### What the task requires
Look below for the line containing "Note: pick out the car door". Output it and each remaining line of the entries exactly, and nothing else.

### Extracted material

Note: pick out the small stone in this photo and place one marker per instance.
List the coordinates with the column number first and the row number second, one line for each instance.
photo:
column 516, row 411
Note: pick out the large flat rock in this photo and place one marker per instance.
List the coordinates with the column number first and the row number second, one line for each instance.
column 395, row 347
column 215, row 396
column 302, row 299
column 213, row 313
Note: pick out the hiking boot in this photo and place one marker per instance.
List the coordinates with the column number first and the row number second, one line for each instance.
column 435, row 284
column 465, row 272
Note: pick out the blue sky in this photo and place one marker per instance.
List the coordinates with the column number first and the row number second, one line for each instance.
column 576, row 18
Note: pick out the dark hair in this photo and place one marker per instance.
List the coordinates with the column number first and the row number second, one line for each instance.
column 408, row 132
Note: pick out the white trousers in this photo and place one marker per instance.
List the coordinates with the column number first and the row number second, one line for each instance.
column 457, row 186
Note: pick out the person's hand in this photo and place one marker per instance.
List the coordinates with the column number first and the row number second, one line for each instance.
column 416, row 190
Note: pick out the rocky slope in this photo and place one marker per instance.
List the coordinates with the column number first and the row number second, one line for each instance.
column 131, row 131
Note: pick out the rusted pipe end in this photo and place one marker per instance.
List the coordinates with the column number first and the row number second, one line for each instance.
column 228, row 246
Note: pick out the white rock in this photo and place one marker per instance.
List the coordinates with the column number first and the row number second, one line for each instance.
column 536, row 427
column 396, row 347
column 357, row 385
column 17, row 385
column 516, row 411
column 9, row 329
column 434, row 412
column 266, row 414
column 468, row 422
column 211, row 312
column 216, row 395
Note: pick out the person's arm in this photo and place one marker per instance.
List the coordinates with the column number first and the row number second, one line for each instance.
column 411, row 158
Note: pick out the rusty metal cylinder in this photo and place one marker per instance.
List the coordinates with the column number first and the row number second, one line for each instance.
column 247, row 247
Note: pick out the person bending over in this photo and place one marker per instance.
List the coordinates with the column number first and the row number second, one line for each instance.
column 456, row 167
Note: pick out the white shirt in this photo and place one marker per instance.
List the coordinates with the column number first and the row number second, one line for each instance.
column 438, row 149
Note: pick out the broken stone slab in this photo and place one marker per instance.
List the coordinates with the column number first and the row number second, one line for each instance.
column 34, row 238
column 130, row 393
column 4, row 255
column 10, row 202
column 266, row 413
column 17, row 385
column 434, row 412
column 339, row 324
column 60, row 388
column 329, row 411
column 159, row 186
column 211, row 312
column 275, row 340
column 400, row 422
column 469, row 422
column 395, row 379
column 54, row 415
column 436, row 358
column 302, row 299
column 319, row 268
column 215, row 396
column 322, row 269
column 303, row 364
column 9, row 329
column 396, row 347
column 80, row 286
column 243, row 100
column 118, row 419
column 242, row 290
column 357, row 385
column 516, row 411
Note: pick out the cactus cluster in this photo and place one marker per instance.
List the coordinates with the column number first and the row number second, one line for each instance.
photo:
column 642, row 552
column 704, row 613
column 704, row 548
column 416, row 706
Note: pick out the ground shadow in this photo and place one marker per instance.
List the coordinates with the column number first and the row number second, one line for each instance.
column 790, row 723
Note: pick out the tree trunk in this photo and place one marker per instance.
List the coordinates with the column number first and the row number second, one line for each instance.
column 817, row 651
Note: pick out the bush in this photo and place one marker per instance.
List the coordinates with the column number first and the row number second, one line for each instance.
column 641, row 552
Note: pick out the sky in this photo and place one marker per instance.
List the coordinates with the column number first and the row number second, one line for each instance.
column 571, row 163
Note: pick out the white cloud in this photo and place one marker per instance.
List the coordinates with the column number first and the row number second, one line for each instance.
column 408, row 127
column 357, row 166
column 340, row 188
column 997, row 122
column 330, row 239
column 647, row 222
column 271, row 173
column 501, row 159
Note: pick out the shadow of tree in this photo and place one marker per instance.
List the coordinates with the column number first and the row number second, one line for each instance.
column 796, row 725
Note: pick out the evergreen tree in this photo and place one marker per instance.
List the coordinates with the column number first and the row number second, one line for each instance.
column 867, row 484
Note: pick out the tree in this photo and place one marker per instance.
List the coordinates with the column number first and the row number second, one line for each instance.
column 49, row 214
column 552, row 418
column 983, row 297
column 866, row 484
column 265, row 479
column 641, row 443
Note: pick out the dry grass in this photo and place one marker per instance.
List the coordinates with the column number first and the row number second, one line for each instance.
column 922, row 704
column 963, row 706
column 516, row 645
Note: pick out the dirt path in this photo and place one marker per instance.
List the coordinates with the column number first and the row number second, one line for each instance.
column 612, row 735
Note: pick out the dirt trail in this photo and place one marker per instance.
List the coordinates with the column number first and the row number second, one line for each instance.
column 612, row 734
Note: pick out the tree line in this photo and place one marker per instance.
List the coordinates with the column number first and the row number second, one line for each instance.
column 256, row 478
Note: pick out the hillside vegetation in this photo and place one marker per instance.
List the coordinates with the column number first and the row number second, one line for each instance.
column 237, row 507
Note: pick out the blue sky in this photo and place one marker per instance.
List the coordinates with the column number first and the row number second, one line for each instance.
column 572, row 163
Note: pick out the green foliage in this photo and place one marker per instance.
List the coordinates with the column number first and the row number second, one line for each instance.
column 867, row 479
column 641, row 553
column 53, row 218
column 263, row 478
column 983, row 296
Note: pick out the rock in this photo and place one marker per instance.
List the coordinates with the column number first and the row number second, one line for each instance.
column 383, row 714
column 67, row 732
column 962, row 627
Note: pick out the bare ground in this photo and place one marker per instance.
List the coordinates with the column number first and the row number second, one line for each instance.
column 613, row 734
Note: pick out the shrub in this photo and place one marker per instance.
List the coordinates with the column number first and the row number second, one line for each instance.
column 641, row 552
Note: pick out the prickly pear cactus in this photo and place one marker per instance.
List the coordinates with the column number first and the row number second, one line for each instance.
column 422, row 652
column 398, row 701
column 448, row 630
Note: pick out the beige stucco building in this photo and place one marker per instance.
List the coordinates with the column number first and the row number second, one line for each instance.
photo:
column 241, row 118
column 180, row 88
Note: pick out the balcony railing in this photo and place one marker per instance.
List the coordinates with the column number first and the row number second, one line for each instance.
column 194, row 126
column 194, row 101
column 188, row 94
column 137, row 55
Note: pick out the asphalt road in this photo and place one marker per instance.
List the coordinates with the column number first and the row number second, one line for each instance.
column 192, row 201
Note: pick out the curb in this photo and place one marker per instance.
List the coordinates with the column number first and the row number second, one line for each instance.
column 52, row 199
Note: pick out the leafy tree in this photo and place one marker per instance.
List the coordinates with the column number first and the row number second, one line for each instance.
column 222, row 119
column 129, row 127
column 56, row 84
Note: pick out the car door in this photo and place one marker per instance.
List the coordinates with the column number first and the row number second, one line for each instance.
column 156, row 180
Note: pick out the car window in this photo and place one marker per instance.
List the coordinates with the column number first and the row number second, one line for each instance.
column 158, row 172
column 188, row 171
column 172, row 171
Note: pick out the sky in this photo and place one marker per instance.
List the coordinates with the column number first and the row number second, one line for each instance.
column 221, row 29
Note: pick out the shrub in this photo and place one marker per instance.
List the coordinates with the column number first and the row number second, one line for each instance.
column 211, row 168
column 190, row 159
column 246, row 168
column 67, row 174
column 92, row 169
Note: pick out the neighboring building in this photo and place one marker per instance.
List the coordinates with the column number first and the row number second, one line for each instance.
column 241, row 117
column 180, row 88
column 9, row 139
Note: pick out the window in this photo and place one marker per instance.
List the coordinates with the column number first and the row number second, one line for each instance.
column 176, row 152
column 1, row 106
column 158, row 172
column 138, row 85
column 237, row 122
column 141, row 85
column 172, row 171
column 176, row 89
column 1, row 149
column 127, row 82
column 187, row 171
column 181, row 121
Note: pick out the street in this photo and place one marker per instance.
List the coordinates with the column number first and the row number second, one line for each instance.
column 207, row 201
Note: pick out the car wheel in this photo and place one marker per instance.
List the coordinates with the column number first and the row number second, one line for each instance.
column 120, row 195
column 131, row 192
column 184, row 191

### Result for this task
Note: pick out the car door in this photo and place one marker per instance.
List the coordinates with the column number first and the row number second, one line for each instance.
column 156, row 180
Note: pick out the car window in this photo and place one marker per instance.
List the coordinates with the column number first and the row number second, one line for each instance.
column 158, row 172
column 188, row 171
column 172, row 171
Note: pick out the sky in this photo and place one marker per instance.
List the coordinates with the column number first and the row number second, one line for each instance.
column 221, row 29
Note: pick out the shrub in this photo and place one marker per instance.
List the coordinates with the column number first and the row number second, one line for each instance.
column 211, row 168
column 190, row 159
column 246, row 168
column 67, row 174
column 92, row 169
Note: pick out the neighboring building in this photo and place one marker per instance.
List the coordinates with the column number first and the row number second, one line for each instance.
column 241, row 117
column 180, row 88
column 9, row 139
Note: pick out the window in this photo and place one marker per instance.
List the coordinates with the column number first and the row number second, one line for each instance.
column 176, row 152
column 1, row 106
column 158, row 172
column 138, row 85
column 237, row 122
column 141, row 85
column 172, row 171
column 176, row 89
column 1, row 149
column 127, row 82
column 187, row 171
column 181, row 121
Note: pick out the street in this photo and place one marker per instance.
List the coordinates with the column number first and the row number second, one line for each instance.
column 207, row 201
Note: pick out the car wheel in this photo and place one marker per instance.
List the coordinates with the column number first and the row number second, one line for each instance.
column 120, row 195
column 131, row 192
column 184, row 191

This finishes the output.